=== Document text ===

The sooner Nasa declares flagbearer, the better

From left: Opposition leaders Kalonzo Musyoka, Musalia Mudavadi, Raila Odinga and Moses Wetang'ula display their copies of the coalition agreement for the National Super Alliance at the Okoa Kenya movement's office in Nairobi on February 22, 2017. PHOTO | JEFF ANGOTE | NATION MEDIA GROUP

What you need to know:

  • An election is won by the better prepared party.
  • Preparation is painstaking, complex business, which demands organisation and focus on multiple fronts.
  • That the National Super Alliance’s aircraft is still hangar-bound and the captain missing five months to an election, bodes ill for the acceptance flight.

The National Super Alliance (Nasa) should choose its presidential flagbearer expeditiously. Principals Raila Odinga, Kalonzo Musyoka, Moses Wetang’ula and Musalia Mudavadi should, individually and collectively, bite the bullet sooner rather than later. They must put the matter behind them and get down to preparing for the August General Election.

First, to campaign, as they are doing, without a presidential ticket for Kenya’s latest political contraption, is to put the cart before the horse and court uncertainty and confusion.

Second, the longer Nasa delays naming its presidential candidate, the more it is perceived as rudderless and unfit to govern. It is why Deputy President William Ruto repeatedly mocks it as driverless.

=== Records ===

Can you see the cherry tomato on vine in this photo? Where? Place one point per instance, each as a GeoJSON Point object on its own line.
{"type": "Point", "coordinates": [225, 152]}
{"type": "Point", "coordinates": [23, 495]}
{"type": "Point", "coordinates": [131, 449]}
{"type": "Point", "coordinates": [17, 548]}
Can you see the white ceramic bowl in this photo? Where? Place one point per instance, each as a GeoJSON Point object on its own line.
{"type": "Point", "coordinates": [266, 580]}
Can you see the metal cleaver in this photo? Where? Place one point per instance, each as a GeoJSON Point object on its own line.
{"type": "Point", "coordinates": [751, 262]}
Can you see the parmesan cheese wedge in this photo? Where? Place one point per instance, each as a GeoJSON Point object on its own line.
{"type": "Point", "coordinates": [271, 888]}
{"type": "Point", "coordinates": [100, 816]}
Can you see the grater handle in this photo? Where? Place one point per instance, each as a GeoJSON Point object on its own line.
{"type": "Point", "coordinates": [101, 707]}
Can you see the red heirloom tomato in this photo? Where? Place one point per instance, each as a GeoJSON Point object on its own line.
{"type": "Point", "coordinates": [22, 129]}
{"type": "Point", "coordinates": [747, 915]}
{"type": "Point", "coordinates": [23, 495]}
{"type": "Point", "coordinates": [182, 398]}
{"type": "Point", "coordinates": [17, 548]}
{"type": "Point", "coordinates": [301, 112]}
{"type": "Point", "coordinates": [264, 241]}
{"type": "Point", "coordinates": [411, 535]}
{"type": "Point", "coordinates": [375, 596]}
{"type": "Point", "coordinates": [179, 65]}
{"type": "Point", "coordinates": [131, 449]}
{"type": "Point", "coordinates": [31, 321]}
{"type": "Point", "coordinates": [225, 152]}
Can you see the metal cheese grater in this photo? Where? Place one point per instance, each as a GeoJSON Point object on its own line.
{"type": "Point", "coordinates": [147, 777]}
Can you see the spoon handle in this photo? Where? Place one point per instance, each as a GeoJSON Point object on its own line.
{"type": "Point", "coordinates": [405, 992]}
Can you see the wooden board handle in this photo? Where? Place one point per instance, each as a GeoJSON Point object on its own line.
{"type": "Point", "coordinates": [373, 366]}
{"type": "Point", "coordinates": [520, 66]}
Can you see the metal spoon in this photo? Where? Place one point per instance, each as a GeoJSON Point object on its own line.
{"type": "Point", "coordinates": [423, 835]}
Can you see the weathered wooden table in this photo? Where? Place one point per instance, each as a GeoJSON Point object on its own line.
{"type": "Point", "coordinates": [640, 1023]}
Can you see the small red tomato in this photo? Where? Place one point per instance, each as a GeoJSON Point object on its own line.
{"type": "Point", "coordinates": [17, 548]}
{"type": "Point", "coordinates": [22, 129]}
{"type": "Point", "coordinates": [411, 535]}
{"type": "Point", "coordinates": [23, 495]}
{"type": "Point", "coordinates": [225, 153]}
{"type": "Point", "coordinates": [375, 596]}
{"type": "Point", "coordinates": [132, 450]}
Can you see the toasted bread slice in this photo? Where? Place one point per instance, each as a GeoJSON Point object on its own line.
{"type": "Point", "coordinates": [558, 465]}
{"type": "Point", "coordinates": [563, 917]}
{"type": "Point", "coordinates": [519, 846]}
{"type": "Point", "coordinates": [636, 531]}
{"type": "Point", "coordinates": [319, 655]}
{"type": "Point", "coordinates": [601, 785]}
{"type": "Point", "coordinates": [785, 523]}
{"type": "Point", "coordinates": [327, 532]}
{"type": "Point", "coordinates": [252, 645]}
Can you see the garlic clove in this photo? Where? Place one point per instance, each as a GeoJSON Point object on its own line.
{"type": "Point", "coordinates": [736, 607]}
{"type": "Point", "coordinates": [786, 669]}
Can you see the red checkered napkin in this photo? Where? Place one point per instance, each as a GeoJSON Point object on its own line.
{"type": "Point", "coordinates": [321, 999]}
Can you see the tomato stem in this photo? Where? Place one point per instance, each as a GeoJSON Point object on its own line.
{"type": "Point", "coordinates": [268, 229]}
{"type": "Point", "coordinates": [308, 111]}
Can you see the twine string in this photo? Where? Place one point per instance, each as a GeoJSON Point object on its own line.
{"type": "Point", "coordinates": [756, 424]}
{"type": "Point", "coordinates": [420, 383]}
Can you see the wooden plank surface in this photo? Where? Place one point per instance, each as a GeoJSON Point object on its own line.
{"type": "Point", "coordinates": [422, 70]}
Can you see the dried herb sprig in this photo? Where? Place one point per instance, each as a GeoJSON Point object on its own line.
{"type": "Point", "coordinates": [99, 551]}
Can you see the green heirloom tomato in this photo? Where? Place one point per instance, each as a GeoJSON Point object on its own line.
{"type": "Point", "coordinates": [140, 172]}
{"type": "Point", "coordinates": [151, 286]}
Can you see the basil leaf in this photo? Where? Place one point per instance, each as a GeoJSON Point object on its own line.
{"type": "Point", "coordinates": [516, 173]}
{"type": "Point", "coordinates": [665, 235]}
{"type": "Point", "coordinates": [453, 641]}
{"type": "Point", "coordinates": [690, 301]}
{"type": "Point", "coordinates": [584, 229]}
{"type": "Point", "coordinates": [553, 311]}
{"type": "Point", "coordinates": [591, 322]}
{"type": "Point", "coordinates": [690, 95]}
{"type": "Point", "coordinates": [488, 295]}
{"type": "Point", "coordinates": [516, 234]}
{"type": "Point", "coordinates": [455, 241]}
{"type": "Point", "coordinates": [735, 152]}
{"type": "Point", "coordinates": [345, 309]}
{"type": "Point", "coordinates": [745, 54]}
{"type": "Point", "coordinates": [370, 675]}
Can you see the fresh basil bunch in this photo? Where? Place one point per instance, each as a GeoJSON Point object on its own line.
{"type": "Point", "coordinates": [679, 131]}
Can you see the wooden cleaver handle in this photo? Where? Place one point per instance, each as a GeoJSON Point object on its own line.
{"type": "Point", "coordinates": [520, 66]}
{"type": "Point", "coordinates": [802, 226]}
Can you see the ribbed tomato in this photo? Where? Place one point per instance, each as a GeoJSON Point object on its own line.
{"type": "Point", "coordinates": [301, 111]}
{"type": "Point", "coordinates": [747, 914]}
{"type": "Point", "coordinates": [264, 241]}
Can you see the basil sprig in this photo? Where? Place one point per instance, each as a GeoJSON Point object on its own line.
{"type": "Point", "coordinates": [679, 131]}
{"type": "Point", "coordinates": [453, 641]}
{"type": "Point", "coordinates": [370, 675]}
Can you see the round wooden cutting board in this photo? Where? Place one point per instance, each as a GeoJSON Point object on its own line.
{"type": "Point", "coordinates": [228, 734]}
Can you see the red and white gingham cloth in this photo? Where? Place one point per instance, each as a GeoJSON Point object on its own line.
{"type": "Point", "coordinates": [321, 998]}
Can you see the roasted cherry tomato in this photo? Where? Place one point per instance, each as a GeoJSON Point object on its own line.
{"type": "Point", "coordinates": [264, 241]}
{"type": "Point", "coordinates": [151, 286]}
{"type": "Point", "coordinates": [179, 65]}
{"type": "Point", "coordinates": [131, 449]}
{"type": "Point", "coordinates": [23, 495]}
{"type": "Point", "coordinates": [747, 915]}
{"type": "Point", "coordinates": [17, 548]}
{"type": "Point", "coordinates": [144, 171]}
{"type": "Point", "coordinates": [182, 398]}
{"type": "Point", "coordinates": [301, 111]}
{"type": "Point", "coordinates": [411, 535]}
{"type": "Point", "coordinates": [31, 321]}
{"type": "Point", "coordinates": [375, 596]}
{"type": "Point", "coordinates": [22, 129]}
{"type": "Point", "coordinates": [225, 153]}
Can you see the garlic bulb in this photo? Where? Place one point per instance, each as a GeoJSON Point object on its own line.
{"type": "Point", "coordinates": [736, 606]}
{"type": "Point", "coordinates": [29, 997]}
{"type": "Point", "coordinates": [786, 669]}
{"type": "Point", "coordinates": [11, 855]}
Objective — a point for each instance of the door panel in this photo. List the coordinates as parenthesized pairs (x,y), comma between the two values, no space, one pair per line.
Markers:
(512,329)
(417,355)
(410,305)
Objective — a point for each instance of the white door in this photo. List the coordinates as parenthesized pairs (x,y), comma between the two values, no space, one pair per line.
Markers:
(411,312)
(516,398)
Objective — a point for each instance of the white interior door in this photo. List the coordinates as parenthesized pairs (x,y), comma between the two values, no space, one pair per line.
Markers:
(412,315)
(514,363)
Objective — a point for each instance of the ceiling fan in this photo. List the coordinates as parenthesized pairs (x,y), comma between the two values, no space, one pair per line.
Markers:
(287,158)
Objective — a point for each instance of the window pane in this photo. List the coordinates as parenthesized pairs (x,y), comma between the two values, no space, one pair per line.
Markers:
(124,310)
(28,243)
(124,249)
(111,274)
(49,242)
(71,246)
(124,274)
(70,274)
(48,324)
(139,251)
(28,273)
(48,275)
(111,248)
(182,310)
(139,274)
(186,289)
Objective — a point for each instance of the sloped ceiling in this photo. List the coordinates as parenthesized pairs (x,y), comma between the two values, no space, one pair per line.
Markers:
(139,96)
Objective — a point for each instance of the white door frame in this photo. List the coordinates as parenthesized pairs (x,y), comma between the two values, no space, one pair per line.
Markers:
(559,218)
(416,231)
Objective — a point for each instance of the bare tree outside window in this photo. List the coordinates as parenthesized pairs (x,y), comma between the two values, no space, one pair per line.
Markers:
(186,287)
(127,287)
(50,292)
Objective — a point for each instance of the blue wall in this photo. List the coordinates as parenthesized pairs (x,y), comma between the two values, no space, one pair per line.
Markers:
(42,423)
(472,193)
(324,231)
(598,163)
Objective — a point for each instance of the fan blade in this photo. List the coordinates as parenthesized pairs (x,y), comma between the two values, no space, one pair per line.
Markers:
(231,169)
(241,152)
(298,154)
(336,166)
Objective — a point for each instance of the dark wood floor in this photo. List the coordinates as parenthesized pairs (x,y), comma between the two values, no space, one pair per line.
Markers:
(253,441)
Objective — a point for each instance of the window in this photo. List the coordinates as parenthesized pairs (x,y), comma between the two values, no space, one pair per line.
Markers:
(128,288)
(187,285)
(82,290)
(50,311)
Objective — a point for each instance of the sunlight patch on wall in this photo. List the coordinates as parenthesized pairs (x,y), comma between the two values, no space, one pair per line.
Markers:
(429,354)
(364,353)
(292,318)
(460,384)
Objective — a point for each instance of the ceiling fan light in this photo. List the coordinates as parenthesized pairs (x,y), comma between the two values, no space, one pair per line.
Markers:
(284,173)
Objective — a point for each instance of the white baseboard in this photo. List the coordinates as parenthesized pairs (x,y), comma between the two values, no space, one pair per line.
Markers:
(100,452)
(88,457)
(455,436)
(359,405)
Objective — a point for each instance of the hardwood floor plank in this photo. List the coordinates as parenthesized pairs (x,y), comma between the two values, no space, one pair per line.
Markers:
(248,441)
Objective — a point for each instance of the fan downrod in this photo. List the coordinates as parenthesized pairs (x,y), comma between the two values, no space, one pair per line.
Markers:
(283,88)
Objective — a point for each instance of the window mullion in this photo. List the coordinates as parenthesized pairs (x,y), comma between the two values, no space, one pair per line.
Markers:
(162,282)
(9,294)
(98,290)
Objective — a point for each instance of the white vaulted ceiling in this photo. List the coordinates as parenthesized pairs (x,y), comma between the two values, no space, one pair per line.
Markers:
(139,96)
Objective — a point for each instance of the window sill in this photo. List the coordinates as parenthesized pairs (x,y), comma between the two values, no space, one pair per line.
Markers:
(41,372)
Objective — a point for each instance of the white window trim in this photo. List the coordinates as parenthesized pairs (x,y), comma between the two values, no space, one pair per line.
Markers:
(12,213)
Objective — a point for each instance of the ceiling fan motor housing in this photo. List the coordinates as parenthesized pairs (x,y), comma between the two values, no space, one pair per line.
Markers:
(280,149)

===

#### [Task instructions]
(1) Restate the part of the Nasa editorial that opens with the words containing "The National Super Alliance (Nasa)" and closes with "it as driverless.", switching "presidential flagbearer" to "presidential candidate".
(2) In the Nasa editorial, list the National Super Alliance principals that the text names.
(3) According to the Nasa editorial, who repeatedly mocks the alliance as driverless?

#### [Answers for each item]
(1)
The National Super Alliance (Nasa) should choose its presidential candidate expeditiously. Principals Raila Odinga, Kalonzo Musyoka, Moses Wetang’ula and Musalia Mudavadi should, individually and collectively, bite the bullet sooner rather than later. They must put the matter behind them and get down to preparing for the August General Election.

First, to campaign, as they are doing, without a presidential ticket for Kenya’s latest political contraption, is to put the cart before the horse and court uncertainty and confusion.

Second, the longer Nasa delays naming its presidential candidate, the more it is perceived as rudderless and unfit to govern. It is why Deputy President William Ruto repeatedly mocks it as driverless.

(2) Raila Odinga, Kalonzo Musyoka, Moses Wetang'ula, Musalia Mudavadi

(3) Deputy President William Ruto